This notebook ensures the AI-Lab is using the same version of the python library `scikit-learn` as the one used by the built-in [Script Language Container (SLC)](https://docs.exasol.com/db/latest/database_concepts/udf_scripts/adding_new_packages_script_languages.htm#ScriptLanguageContainer) inside the Exasol database.

## Rationale

Using identical versions is required when transferring the Scikit-learn model from the AI-Lab to the database SLC.

The AI-Lab serializes the Scikit-learn model with [pickle](https://docs.python.org/3/library/pickle.html) and uploads it into the BucketFS of the database. The UDF using the built-in SLC can only _deserialize_ the model if it is using the same version of Scikit-learn as was used for serializing it. The specific version of the library available in the built-in SLC depends on the release version of the database and cannot be controlled by the AI-Lab.

Running the following script will update the version of the library used in the AI-Lab, if required.

## Open Secure Configuration Storage

In [None]:
%run ../utils/access_store_ui.ipynb
display(get_access_store_ui('../'))

## Detect the Version of Scikit-learn Used in the SLC

The following cell creates a User Defined Function (UDF) called `detect_scikit_learn_version()` and then executes the UDF using the built-in SLC via an SQL statement.

The UDF inquires and returns the version of Scikit-learn available in the built-in SLC which is then stored in variable `slc_scikit_learn_version`.

In [None]:
import textwrap
from exasol.nb_connector.connections import open_pyexasol_connection

sql = textwrap.dedent("""
CREATE OR REPLACE PYTHON3 SCALAR SCRIPT {schema!q}.detect_scikit_learn_version() RETURNS VARCHAR(100) AS
import sklearn
def run(ctx):
    return sklearn.__version__ 
/
""")

with open_pyexasol_connection(ai_lab_config, compression=True) as conn:
    query_params={'schema': ai_lab_config.db_schema}
    conn.execute(sql, query_params)
    result = conn.execute("select {schema!q}.detect_scikit_learn_version()", query_params).fetchone()
    slc_scikit_learn_version = result[0]

## Compare the Scikit-learn Version and Update the AI-Lab if Required

The next cell compares the Scikit-learn version returned by the UDF with the Scikit-learn version in the AI-Lab environment. If they differ, then the cell installs the UDF's Scikit-learn version in the AI-Lab environment.

In [None]:
import sklearn
from importlib import reload

my_version = sklearn.__version__

if slc_scikit_learn_version == my_version:
    print(f"AI-Lab scikit-learn version {my_version} is identical to that of the SLC.\nNothing to do.")
else:
    print(f"AI-Lab scikit-learn version {my_version} differs from SLC.\nInstalling version {slc_scikit_learn_version} ...")
    %pip install "scikit_learn=={slc_scikit_learn_version}"
    sklearn = reload(sklearn)
    print(f"Updated AI-Lab scikit-learn to version {sklearn.__version__}.")

#### MATERIAL SUPPLIED:
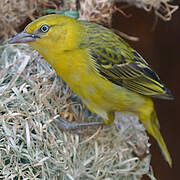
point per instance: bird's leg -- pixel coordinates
(65, 125)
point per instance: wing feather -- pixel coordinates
(119, 63)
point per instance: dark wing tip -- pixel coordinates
(168, 94)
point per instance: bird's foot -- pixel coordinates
(65, 125)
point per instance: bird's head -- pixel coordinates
(50, 33)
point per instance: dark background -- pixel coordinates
(161, 49)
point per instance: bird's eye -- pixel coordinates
(44, 28)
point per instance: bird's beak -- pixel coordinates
(23, 37)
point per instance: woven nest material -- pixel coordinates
(32, 146)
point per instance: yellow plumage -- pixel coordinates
(100, 67)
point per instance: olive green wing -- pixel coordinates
(129, 71)
(116, 61)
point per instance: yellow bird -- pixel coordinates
(100, 67)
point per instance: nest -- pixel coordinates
(33, 147)
(32, 97)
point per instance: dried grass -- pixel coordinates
(32, 146)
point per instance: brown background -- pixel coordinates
(161, 48)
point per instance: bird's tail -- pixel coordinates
(153, 128)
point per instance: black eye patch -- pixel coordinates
(44, 28)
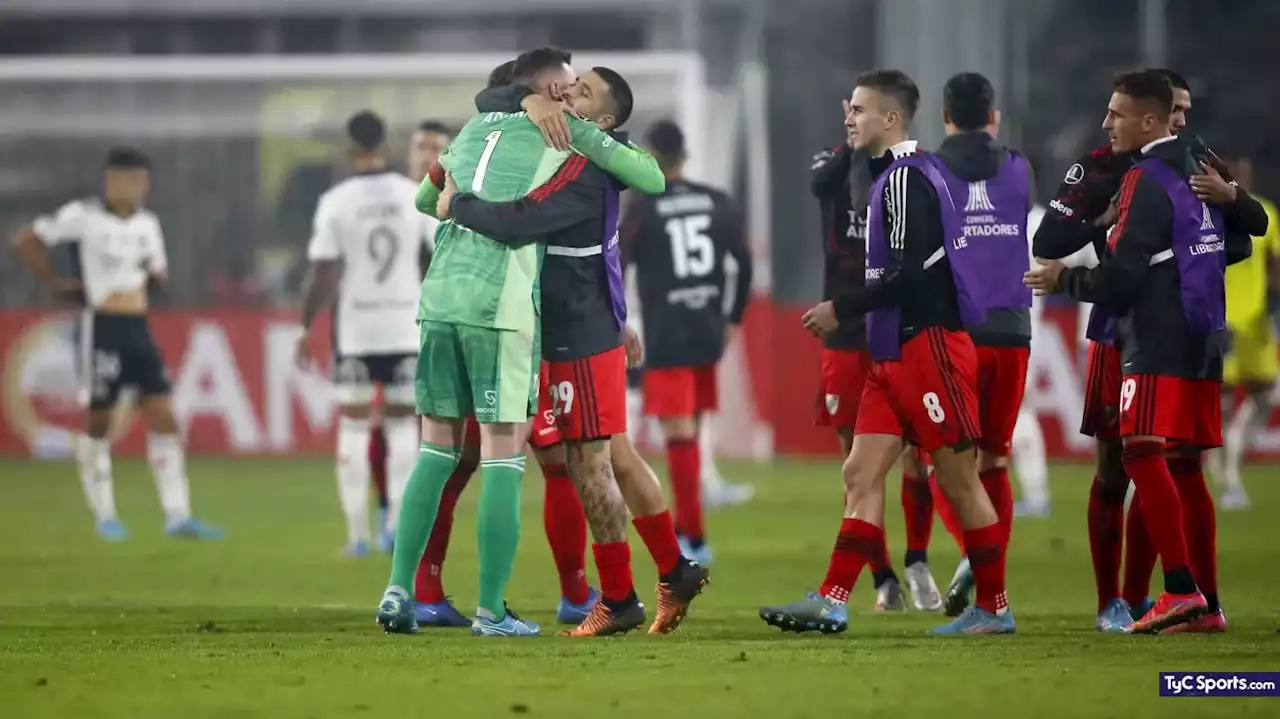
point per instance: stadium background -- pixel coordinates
(242, 104)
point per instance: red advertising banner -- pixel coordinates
(236, 389)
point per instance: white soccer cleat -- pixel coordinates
(924, 591)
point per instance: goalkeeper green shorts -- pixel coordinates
(481, 371)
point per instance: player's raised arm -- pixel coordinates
(31, 243)
(1116, 282)
(554, 206)
(624, 160)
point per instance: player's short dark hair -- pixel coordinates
(621, 92)
(1175, 79)
(969, 100)
(529, 64)
(123, 158)
(366, 131)
(434, 126)
(1148, 86)
(501, 74)
(666, 138)
(895, 83)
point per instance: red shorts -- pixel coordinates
(844, 372)
(1101, 416)
(1182, 412)
(1001, 385)
(928, 397)
(585, 398)
(680, 392)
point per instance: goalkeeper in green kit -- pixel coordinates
(480, 349)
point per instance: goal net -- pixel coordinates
(243, 146)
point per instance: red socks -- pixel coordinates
(918, 512)
(1161, 508)
(566, 532)
(378, 462)
(1200, 523)
(426, 584)
(613, 563)
(659, 537)
(1105, 520)
(986, 552)
(684, 462)
(856, 544)
(946, 513)
(1139, 555)
(1001, 494)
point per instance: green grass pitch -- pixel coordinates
(273, 623)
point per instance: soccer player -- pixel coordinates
(366, 232)
(478, 320)
(120, 255)
(1164, 280)
(993, 183)
(425, 146)
(584, 323)
(841, 182)
(679, 242)
(923, 282)
(1252, 289)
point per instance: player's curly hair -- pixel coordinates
(1150, 86)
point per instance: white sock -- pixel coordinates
(403, 440)
(1028, 458)
(94, 457)
(712, 481)
(169, 468)
(353, 476)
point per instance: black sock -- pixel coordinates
(1179, 581)
(883, 576)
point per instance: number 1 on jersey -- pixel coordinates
(490, 143)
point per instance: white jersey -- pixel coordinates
(370, 223)
(117, 253)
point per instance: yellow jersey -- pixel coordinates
(1247, 280)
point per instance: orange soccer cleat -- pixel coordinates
(603, 622)
(675, 598)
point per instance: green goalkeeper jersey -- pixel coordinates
(501, 158)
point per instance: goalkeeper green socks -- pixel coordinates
(417, 511)
(497, 531)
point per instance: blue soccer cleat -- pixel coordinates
(192, 527)
(959, 590)
(396, 613)
(439, 614)
(1141, 609)
(574, 614)
(814, 613)
(510, 626)
(702, 555)
(976, 622)
(1115, 617)
(112, 530)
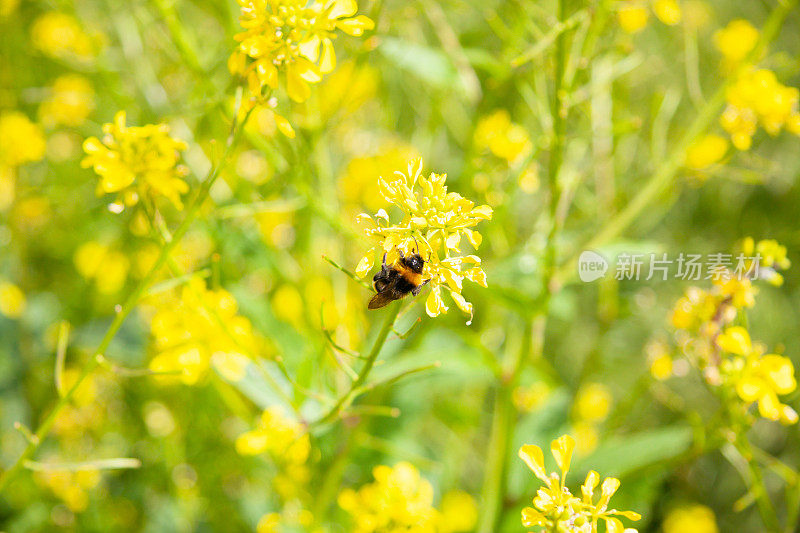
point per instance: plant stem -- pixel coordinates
(130, 303)
(765, 507)
(353, 391)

#### JOBS:
1. List every section heading that appears in the excerpt about matching scikit-learn versions between the AI-Lab and the database.
2. In the excerpt about matching scikit-learn versions, what determines which version of the library is available in the built-in SLC?

#### EXPECTED RESULTS:
1.
- Rationale
- Open Secure Configuration Storage
- Detect the Version of Scikit-learn Used in the SLC
- Compare the Scikit-learn Version and Update the AI-Lab if Required

2. The release version of the database.